# Source start

Sadly I think this information is vital to understanding what is left of the plot in the film as shown. Medivh as fully possessed by the Fel is described as a “demon” in one line, and certainly looks like a demon, but what is a demon in the Warcraft world? Why would a demonic force want to bring the Orcs to Azeroth?

Why doesn’t anybody seem to be interested in these questions? I appreciate they have surviving to do, but they don’t even want to stop and think about it afterwards.

The film I would have liked to see would involve Medivh encountering the Fel and slowly succumbing to it as even he remains unaware of what’s happening, then trying desperately to do something about it before it takes him over completely. There are hints of this throughout the film, but too much is left unsaid and unspoken and unexplored, and in the end I don’t really understand how the middle of the film really hangs together, let alone the extremely odd things which happen at the end.

I understand that there is a substantial amount of content which was cut before release. This might not have helped, but then again it’s possible it explores exactly the things I think are lacking, and therefore I’m going to hope that an extended Blu-ray release is on the cards so that we can find out one day.

6 replies on “Movie Review: Warcraft”

  1. So, the plot of this game is basically adapting the first Warcraft RTS – Warcraft: Orcs & Humans, fairly closely. I say “farely” because the first two Warcraft games didn’t have any real named “hero” characters on either side – those weren’t introduced into the Warcraft franchise with Warcraft III (which in turn took the concept from Starcraft).

  2. Apparently, the Chinese are seeing the movie in droves, so the chance of a sequel is becoming much more likely.

  3. This movie follows the story of the first Warcraft game from the 90’s. The movie characters presented were in the game but were talking heads providing minor points of back story as part of the why you are about to do this mission stage. The movie does gloss over the Fel and the demon in Mediehv but because I am a warcraft nerd … (this is extremely summarised and may be minor detail inaccurate)

    10000 years before the movie, a demon race called “The Legion” was attracted to and attempted to invade Azeroth. They were defeated and were looking for a way to return.

    Azeroth was not the only world the Legion was attempting to conquer and while they lost on Azeroth they won on others. As part of attempting to conquer Draenor they infused Gul’Dan with the blood of one of their demon leaders and imparted to him the power of the ‘Fel’.

# Source end

» Goal 1
Reproduce the records that follow, line for line and without any change.

# Entries start

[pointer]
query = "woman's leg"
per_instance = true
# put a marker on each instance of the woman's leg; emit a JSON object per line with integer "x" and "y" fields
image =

# Entries end

» Goal 2
Continue the Warcraft film review and its comment thread from its last sentence.

» Task result 1
[pointer]
query = "woman's leg"
per_instance = true
# put a marker on each instance of the woman's leg; emit a JSON object per line with integer "x" and "y" fields
image =

» Task result 2
    Gul’Dan became the first Warlock. Warlocks used life energy from others and sometimes themselves to harness magic. Using this power Gul’Dan offered the Blood of Manaroth to the other Orc tribes. The frost wolves under the leadership of Durotan refused but most other tribes agreed. This is why there are red and green orcs. The green orcs were those exposed to the Fel and this became a hereditary condition.

    The Orcs were a race to whom war was a continual way of life. Each tribe has a chieftain and these chieftains follow the leadership of a warchief. The ability to challenge for leadership is via a duel ritual called the Mok’gora. This was considered sacred to the Orcs and as a side note Gul’Dan had prior to the movie never been in one.

    Meanwhile on Azeroth, the Council of Silvermoon was dedicated to preventing the return of the Burning Legion to Azeroth. This group of High Elves created a secret order that comprised of a mixture of the Azerothian races and created the Council of Trisfal. The Council of Trisfal harnessed the magic of Azeroth and appointed a guardian to protect the realm in the case of the return of the Legion.

    70 years before the movie, the guardian Aegwynn battled the legion demon lord Sargeras, one of the prime leaders of the Legion, and ultimately prevailed. Sargeras last counterstroke was hiding his essence in her unborn son Med’iehv. Med’iehv became a host avatar for Sargeras and the rest is in the movie…….[/spoiler]

    The game World of Warcraft is set about 35-45 years after the movie and the expansion set for August this year is looking to be a final confrontation between the player characters and the full force of the Legion.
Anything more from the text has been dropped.